# [Task requirements]
Reproduce the lines of the records below, starting with the line that contains "313L126 314L125 303H84L79" and continuing through the end of the records.

# [Stored records]

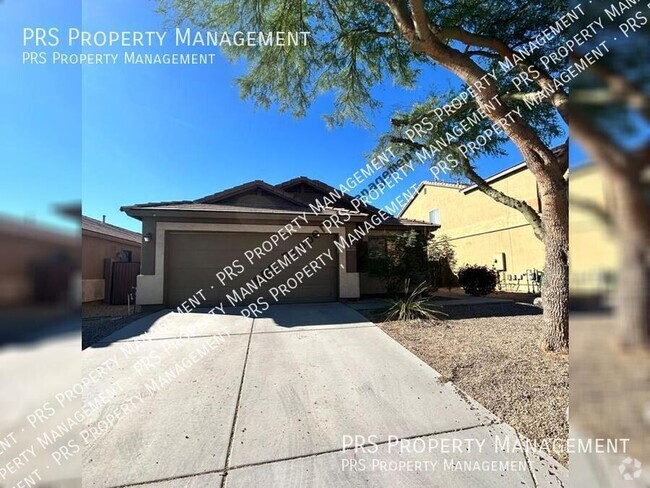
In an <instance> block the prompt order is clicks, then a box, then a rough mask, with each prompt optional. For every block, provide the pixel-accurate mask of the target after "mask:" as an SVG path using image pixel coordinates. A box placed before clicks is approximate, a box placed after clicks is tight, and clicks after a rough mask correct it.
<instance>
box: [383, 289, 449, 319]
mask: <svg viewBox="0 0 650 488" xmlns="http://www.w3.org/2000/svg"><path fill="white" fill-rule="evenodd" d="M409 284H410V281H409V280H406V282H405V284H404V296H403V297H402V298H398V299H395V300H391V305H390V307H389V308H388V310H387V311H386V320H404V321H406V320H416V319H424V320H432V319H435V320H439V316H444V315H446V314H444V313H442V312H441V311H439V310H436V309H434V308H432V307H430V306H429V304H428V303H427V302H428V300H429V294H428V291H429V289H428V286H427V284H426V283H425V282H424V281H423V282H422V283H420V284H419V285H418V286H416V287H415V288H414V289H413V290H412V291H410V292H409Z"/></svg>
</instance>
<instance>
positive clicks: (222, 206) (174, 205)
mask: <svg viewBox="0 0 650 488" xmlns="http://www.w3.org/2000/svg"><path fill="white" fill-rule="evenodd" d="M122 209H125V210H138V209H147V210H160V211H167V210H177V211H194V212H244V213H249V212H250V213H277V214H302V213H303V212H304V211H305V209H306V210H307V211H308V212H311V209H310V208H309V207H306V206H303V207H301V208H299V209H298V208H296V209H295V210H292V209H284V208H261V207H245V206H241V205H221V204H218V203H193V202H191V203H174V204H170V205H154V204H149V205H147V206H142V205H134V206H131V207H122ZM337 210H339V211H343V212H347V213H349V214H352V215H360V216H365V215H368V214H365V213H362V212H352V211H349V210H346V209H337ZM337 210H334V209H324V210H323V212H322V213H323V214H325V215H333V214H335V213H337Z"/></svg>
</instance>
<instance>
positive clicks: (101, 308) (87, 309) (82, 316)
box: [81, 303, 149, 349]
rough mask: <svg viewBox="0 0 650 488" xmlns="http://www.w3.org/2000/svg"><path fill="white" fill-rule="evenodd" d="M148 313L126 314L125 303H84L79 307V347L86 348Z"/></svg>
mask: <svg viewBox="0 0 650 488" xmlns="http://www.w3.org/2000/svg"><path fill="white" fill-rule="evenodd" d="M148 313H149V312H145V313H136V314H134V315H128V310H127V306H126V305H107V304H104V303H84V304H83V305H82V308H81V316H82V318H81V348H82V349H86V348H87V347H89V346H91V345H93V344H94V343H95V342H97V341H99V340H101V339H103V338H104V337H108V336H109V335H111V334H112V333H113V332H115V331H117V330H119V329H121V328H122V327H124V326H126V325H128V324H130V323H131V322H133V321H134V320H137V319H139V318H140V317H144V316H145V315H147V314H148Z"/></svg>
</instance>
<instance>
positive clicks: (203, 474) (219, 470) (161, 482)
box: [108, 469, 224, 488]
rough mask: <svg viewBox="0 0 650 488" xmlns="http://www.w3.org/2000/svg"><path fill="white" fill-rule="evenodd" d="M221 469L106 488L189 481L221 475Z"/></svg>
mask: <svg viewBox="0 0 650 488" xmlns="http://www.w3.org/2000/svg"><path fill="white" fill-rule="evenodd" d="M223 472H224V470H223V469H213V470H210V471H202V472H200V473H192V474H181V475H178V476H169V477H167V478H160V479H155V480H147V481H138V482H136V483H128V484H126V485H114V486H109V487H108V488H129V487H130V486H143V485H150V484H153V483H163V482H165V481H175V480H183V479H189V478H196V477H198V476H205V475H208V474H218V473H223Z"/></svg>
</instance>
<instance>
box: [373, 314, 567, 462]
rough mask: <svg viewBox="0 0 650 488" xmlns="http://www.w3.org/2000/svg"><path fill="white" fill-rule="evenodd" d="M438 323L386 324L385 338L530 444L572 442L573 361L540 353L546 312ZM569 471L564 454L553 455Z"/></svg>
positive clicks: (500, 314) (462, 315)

# [Answer below]
rough mask: <svg viewBox="0 0 650 488" xmlns="http://www.w3.org/2000/svg"><path fill="white" fill-rule="evenodd" d="M148 313L126 314L125 303H84L79 307V347L86 348Z"/></svg>
mask: <svg viewBox="0 0 650 488" xmlns="http://www.w3.org/2000/svg"><path fill="white" fill-rule="evenodd" d="M148 313H149V312H145V313H136V314H134V315H128V310H127V306H126V305H107V304H104V303H84V304H83V305H82V308H81V316H82V318H81V348H82V349H86V348H87V347H89V346H91V345H93V344H94V343H95V342H97V341H99V340H101V339H103V338H104V337H108V336H109V335H111V334H112V333H113V332H115V331H117V330H119V329H121V328H122V327H124V326H126V325H128V324H130V323H131V322H133V321H134V320H137V319H139V318H140V317H144V316H145V315H147V314H148Z"/></svg>
</instance>
<instance>
positive clicks: (203, 474) (219, 470) (161, 482)
box: [108, 469, 224, 488]
rough mask: <svg viewBox="0 0 650 488" xmlns="http://www.w3.org/2000/svg"><path fill="white" fill-rule="evenodd" d="M221 469L106 488L189 481L221 475Z"/></svg>
mask: <svg viewBox="0 0 650 488" xmlns="http://www.w3.org/2000/svg"><path fill="white" fill-rule="evenodd" d="M223 472H224V470H223V469H213V470H210V471H202V472H200V473H192V474H181V475H178V476H169V477H167V478H160V479H155V480H147V481H138V482H136V483H128V484H126V485H114V486H109V487H108V488H129V487H130V486H143V485H150V484H153V483H163V482H165V481H175V480H183V479H189V478H196V477H198V476H205V475H208V474H218V473H223Z"/></svg>
</instance>
<instance>
box: [373, 314, 567, 462]
rough mask: <svg viewBox="0 0 650 488" xmlns="http://www.w3.org/2000/svg"><path fill="white" fill-rule="evenodd" d="M438 323L386 324L385 338L530 444L572 442L573 361L540 353L546 312ZM569 471L564 454L553 455Z"/></svg>
positive clicks: (500, 314) (462, 315)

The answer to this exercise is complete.